=== Text extract ===

# Black and White Photography.



## Dave Spencer

Does anybody out there use B + W photography much? Personally, apart from the usual holiday snaps and tank shots, I prefer it 99% of the time.

Of course, the digital age and Photoshop mean that it is possible to shoot in colour and convert it to B + W.










Dave.


----------



## Dan Crawford

I'm no photographer but i'm a bit of a photoshop pro so i shoot everything in colour and then convert to black and white.
"you can take the colour out of a photo but you can't put it back in" i always say. Better to have the option of both i recon.
Dan


----------



## Dave Spencer

A Photoshop pro Dan? That is good to know, seeing as I am a complete beginner.

I am off to Poland next month, with the opportunity of visiting Auschwitz, so I can`t see the pictures from there working best in anything other than black and white. My camera takes them in colour and I convert the best ones to black and white using the channel mixer in Photoshop 7.

I`m thinking it might be better to shoot in RAW. That way, it still records the image in clour, but the view finder shows the black and white image. Anybody got ant thoughts or advice on this?

Dave.


----------



## ceg4048

Hey Dave,
                It doesn't really matter whether you shoot in RAW or JPG/TIF or whatever and it doesnt matter whether the viewfinder shows color or monochrome. You have learn to see the image in your mind's eye in B&W first. That way you'll understand the possibilities of a scene before you even take the shot. B&W is all about tonality and texture. I don't even remember what this scene looked like in color...


----------



## Dave Spencer

Hi ceg4048,

It has been a loooong time since I did any serious photography in B + W, and having the viewfinder give me an idea of what I am doing should be a help for the short term until I get my eye in, so to speak.

My preference is to spend time behind the camera, rather than on Photoshop, so I want to get as much right with the click of a shutter and minimise post processing. I intend to get some filters as well, but man they are expensive.

RAW will hopefully make a difference, but probably not to my untrained eye just yet.

The picture of the hut looks great. Is it an infrared image? 

Dave.


----------



## Steve Smith

Looks like a negative image/inverted colour image almost


----------



## Graeme Edwards

I tend to do it when im in the mood. And when i do, i use the camaras B+W sttings. Some times i take a colour photo and convert, to see what that brings.
Most of the editing i do is very basic, generaly, i just convert to B+W and increase the contrast and thats it.

=== Source excerpt ===

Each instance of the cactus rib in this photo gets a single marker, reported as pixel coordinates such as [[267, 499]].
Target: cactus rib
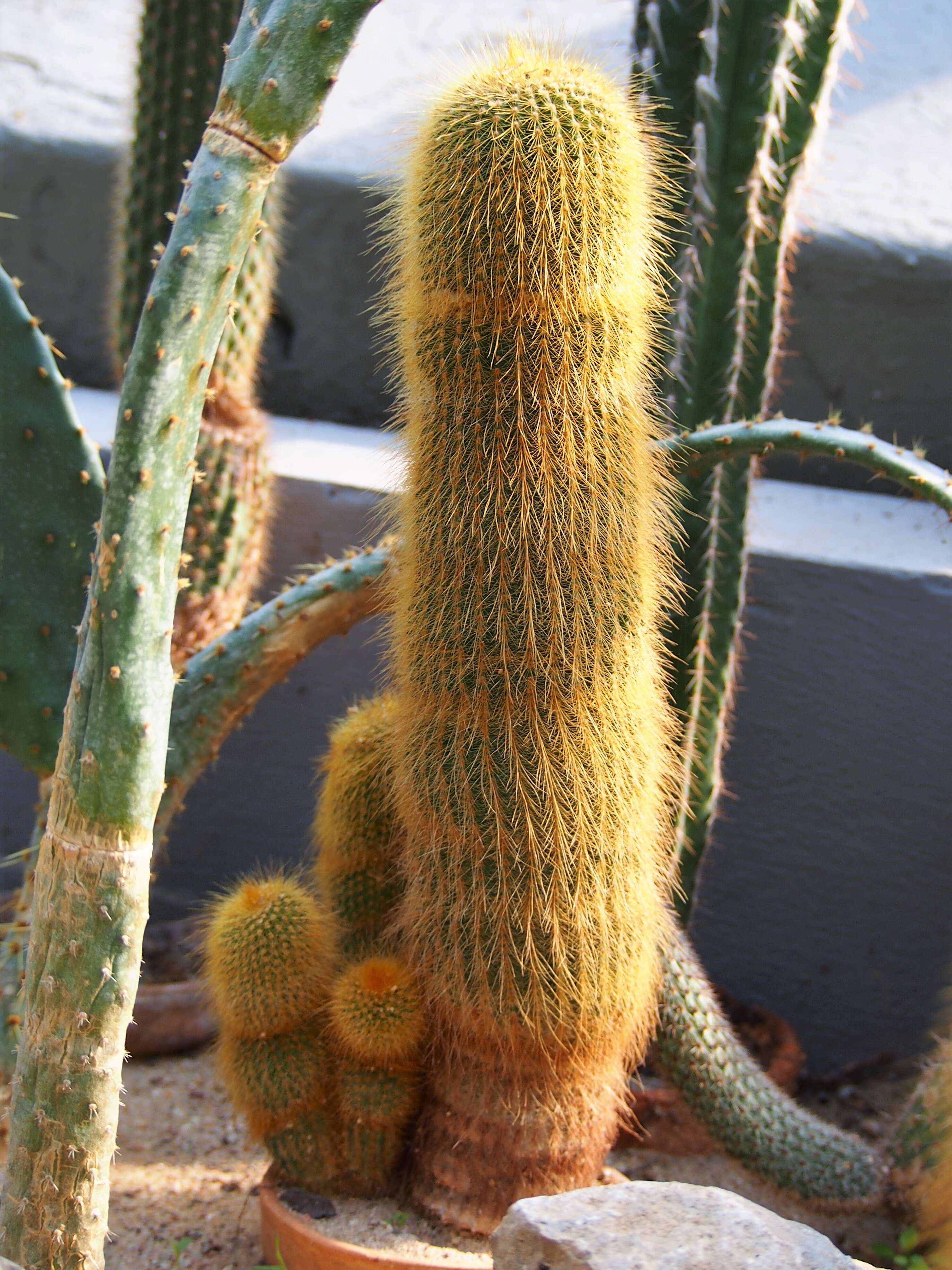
[[92, 881], [742, 1108], [181, 58], [532, 571]]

===

**Actions to take**
[1] In the black and white photography thread, which Photoshop 7 tool does Dave Spencer use to convert his best pictures to black and white?
[2] Write out the passage of the black and white photography thread that begins at the words "My preference is" and stops after "they are expensive.".

**Solutions**
[1] The channel mixer.

[2]
My preference is to spend time behind the camera, rather than on Photoshop, so I want to get as much right with the click of a shutter and minimise post processing. I intend to get some filters as well, but man they are expensive.